**Task prompt**
Set down exactly, from the records below, the line with "box: [631, 1368, 734, 1444]" through the line with "box: [0, 0, 2336, 654]", and nothing else.
*** Opening of Data supplied ***
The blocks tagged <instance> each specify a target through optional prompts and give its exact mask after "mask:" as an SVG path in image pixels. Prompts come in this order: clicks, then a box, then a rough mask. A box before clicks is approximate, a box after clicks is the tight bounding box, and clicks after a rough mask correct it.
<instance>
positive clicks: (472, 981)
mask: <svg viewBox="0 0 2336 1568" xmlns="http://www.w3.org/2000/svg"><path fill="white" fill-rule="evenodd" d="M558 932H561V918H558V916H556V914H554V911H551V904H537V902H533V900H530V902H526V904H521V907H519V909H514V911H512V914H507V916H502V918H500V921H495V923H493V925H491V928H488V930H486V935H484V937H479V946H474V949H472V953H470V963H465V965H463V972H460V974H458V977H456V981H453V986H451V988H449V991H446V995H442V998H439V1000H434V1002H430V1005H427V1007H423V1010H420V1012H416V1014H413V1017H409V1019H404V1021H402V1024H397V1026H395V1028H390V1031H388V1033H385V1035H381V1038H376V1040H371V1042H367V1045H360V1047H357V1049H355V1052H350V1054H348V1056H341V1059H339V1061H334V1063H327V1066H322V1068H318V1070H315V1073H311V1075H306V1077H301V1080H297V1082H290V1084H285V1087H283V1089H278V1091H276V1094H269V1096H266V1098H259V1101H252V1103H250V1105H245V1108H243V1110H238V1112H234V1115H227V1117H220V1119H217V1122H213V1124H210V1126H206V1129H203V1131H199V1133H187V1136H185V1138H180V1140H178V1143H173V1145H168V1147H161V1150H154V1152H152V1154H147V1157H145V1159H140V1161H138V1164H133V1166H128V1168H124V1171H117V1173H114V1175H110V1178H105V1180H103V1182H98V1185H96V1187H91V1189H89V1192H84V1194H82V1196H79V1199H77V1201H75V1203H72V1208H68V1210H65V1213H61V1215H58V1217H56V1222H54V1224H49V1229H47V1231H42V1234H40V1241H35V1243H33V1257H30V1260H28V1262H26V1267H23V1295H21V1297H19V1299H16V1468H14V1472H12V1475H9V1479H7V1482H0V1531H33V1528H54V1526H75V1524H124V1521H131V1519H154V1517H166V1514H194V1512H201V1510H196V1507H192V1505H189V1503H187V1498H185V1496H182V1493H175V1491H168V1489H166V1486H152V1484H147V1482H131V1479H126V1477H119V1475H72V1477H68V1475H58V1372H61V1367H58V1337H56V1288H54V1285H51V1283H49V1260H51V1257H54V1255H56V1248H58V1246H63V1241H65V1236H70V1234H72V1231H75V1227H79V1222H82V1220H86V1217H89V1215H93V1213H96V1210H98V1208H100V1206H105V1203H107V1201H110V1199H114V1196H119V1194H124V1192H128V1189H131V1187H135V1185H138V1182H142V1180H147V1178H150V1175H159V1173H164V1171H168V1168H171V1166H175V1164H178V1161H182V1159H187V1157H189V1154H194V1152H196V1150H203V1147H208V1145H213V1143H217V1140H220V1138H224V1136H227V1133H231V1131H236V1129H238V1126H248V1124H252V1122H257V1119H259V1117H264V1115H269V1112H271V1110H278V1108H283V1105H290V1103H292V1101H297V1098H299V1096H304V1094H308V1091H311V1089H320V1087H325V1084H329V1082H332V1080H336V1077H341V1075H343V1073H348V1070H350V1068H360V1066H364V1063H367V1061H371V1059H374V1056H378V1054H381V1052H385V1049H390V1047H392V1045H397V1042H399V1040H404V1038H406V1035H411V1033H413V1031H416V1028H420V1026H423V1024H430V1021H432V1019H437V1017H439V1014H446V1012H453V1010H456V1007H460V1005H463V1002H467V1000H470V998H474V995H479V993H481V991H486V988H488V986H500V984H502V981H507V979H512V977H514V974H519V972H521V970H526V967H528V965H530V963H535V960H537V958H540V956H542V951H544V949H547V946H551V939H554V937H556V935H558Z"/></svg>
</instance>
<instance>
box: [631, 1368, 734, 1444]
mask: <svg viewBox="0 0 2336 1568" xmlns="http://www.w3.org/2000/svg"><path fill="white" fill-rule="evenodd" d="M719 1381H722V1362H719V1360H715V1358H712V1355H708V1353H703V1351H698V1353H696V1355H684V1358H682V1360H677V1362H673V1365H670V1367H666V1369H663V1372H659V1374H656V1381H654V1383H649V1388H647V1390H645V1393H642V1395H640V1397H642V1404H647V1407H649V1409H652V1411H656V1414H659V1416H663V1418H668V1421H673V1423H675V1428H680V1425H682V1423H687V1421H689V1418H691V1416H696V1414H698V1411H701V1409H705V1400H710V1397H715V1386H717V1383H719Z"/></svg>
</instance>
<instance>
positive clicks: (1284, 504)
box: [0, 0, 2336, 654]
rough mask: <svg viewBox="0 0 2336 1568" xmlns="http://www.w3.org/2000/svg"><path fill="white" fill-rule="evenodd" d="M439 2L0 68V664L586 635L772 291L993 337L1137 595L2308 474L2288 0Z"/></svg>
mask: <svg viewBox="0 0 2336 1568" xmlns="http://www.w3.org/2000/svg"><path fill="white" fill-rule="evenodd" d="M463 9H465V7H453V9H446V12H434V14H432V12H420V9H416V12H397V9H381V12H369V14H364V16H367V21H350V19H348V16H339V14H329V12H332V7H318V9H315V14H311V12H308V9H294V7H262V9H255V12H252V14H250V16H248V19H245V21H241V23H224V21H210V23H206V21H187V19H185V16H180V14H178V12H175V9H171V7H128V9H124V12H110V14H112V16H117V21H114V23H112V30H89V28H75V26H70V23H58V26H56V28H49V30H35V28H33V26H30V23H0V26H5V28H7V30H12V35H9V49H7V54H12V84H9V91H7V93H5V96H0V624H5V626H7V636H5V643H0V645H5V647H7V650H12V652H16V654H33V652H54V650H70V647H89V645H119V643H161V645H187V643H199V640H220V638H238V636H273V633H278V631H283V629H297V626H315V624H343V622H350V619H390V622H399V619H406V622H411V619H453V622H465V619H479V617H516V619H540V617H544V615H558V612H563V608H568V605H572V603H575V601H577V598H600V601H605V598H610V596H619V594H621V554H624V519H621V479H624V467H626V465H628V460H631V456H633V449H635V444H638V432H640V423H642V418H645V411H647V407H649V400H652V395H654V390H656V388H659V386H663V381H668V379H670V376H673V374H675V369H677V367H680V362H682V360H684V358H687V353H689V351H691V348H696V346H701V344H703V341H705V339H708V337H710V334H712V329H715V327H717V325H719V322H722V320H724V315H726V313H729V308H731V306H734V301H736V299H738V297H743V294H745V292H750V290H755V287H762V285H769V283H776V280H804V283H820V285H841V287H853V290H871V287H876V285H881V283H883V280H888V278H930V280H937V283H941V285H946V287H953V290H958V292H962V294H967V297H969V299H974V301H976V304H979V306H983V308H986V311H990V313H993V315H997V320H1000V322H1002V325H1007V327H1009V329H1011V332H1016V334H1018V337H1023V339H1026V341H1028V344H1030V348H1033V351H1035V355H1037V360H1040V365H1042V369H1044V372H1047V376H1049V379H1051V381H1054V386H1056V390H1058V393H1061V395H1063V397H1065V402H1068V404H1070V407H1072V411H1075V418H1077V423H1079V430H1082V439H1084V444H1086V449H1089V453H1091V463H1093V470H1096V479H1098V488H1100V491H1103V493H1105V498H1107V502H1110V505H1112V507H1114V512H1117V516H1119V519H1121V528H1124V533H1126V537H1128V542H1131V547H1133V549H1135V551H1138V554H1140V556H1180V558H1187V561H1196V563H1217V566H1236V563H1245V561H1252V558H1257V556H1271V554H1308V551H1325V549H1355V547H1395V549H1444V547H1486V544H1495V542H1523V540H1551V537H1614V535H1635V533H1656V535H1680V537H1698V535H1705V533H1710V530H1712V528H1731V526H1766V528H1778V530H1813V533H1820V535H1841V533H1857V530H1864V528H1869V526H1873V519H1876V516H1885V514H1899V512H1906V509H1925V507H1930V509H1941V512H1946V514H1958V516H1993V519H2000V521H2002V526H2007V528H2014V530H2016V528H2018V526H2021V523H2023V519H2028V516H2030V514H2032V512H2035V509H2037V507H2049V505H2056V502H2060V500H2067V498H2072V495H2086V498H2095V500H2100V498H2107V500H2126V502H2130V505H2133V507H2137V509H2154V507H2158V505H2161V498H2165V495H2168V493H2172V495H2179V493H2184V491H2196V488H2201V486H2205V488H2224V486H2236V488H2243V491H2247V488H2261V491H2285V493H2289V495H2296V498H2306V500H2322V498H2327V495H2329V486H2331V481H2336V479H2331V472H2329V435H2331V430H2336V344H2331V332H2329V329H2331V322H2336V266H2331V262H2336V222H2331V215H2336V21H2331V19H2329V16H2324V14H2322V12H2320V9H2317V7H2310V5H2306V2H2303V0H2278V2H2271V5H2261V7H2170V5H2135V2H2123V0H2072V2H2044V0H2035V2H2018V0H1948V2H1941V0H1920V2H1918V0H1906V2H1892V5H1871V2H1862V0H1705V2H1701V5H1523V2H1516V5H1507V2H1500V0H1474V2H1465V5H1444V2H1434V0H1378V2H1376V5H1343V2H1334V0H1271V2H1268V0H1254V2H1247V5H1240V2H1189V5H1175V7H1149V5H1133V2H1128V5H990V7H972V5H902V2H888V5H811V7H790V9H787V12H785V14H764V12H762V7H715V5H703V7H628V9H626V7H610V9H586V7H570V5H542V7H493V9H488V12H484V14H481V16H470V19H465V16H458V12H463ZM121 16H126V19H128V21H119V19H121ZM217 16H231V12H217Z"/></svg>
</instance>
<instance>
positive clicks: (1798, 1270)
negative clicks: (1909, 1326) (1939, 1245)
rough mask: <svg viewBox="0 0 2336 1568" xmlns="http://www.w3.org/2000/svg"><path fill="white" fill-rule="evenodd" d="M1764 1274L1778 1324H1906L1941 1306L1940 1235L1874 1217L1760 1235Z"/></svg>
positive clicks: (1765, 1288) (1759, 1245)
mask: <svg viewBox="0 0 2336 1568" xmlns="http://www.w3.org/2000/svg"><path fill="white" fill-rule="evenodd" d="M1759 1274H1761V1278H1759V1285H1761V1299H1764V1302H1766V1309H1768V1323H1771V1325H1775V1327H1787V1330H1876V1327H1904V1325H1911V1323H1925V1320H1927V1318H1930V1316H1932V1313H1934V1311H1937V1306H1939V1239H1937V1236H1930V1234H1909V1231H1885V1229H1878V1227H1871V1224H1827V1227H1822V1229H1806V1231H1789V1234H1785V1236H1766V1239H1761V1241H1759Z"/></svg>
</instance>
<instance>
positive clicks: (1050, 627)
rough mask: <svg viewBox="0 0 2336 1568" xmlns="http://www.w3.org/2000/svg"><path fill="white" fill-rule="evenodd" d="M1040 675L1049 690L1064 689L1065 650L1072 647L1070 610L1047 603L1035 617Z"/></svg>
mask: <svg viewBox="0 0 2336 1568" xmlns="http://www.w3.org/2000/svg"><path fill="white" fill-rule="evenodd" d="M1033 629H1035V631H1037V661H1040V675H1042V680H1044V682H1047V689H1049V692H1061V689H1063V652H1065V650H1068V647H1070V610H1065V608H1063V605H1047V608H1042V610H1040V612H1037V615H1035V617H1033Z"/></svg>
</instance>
*** Close of Data supplied ***
**Worked solution**
box: [631, 1368, 734, 1444]
mask: <svg viewBox="0 0 2336 1568" xmlns="http://www.w3.org/2000/svg"><path fill="white" fill-rule="evenodd" d="M719 1381H722V1362H719V1360H715V1358H712V1355H708V1353H703V1351H698V1353H696V1355H684V1358H682V1360H677V1362H673V1365H670V1367H666V1369H663V1372H659V1374H656V1381H654V1383H649V1388H647V1390H645V1393H642V1395H640V1397H642V1404H647V1407H649V1409H652V1411H656V1414H659V1416H663V1418H668V1421H673V1423H675V1428H680V1425H682V1423H687V1421H689V1418H691V1416H696V1414H698V1411H701V1409H705V1400H710V1397H715V1386H717V1383H719Z"/></svg>
</instance>
<instance>
positive clicks: (1284, 504)
box: [0, 0, 2336, 654]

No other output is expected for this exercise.